Later, I regretted that I never thought to ask her about the trial, but at that time I had no interest in the accused, and my mind was on her rather than on the case. It surprises me now, but I don’t even remember any discussion of what her plans might have been, whether she would continue to live in Germany or might consider returning to Poland. I never saw her again.

* * * * *

When, a few years ago, the U.S. Army declassified its files on the war crimes trials, I eagerly examined them. The records which most surprised and disillusioned me were those which dealt with the Franz Kofler trial, in which I had been so enchanted by Danuta Drbuszenska. So taken by her at the trial, I was startled when, in studying the case file, I found such discrepancies in her testimony that I could only conclude that she was an outrageous liar.

No one asked her, nor did she explain, how she could have been peeling potatoes when Petrat struck her, if she had been “fetched out” of the roll call, as she originally claimed. Nor did the defense question the differences in her statements about the work these Polish women actually performed. Drbuszenska had testified she was carrying rails at the camp, rails so heavy it took five women to carry one rail, which would suggest she was not merely peeling potatoes. Yet she could not have picked up a carrot had she been carrying rails, a job function which later witnesses testified, furthermore, was never assigned to the women. Drbuszenska, obviously, had been stealing food, and her denial of this accusation did not erase the doubts raised in my mind when I read the defense’s question and her response.

At the time of the trial I was convinced she and Petrat had been intimate, and the fact that he blushed so intensely when she was testifying tended to confirm this for me. Since I could not imagine an older man blushing, a trait usually associated with younger people afflicted with a conscience, I now checked his identification sheet. I learned that he was only twenty-two at the time of the trial, and he had been about twenty at the time of the incident. Drbuszenska had been only nineteen at the time she claimed he had struck her and subsequently killed her friend Wisniewska.

RECORDS.
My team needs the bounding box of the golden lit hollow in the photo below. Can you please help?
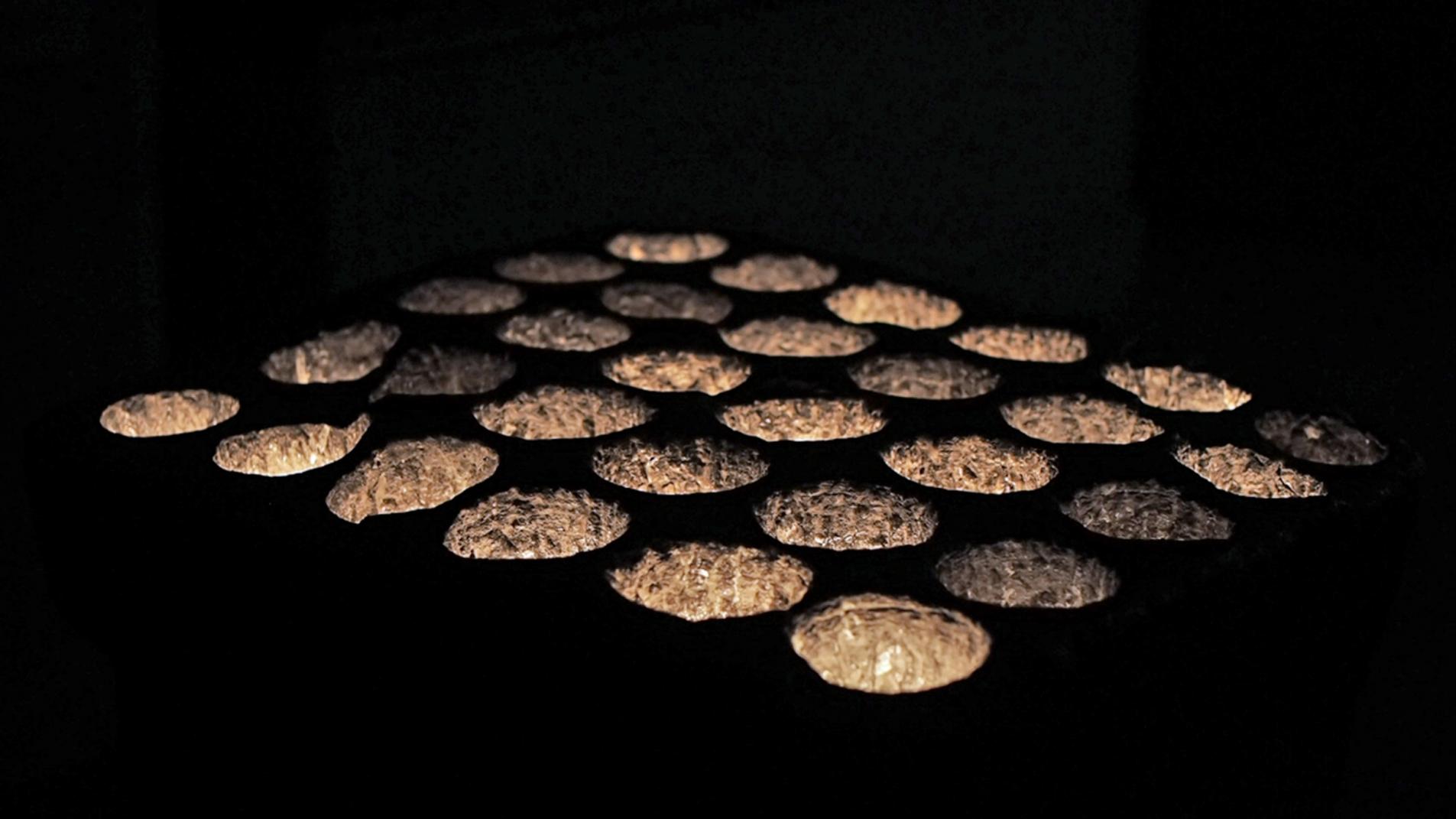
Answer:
[607,544,814,622]
[790,595,991,694]
[212,415,370,478]
[718,398,885,441]
[602,349,753,395]
[495,307,632,346]
[951,325,1088,364]
[712,254,838,293]
[824,281,961,330]
[1000,395,1163,443]
[446,488,631,560]
[718,317,875,357]
[1102,364,1253,412]
[591,439,769,496]
[753,481,939,551]
[1173,444,1325,499]
[935,541,1118,609]
[261,322,399,383]
[881,436,1057,496]
[100,389,240,439]
[849,354,1000,401]
[475,385,652,440]
[1062,481,1234,541]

WHAT IS ASKED.
Continue the account of the Franz Kofler trial, starting after its last sentence.

RESPONSE TO THIS EXERCISE.
It is impossible to imagine that Petrat took Drbuszenska to “his apartments only to strike her, and I could not believe he took her there only to twist her pigtails around his arm so that he could raise and lower her! (Witnesses subsequently testified, in fact, that Petrat had no apartment but was billeted with as many as twenty other enlisted men, which sounds far more credible.) Had Drbuszenska claimed that he had raped her she would have been more believable, for he was, after all, twenty and she nineteen at the time, and also very attractive. It further struck me as odd that in a regime such as that of Hitler a twenty-year old corporal could have had so much authority he could “kill and gas people and nobody would do anything to him,” as I discovered Drbuszenska had claimed. The other SS personnel at the camps were seriously concerned about their responsibilities to their superiors. The camp commandant of Buchenwald — hardly a junior-grade officer-had been tried, sentenced and executed because of such abuses of authority, yet Drbuszenska had blithely attributed the power to kill prisoners at will to Petrat, who was then only twenty! Her statement about Petrat’s authority in the camp was obviously untrue.

Her later testimony is also completely out of harmony with her earlier statements that he apparently disliked and wanted to harm her. If this were so, he could never have engaged with her in the gossipy, teasing form of small talk she indicated they frequently shared.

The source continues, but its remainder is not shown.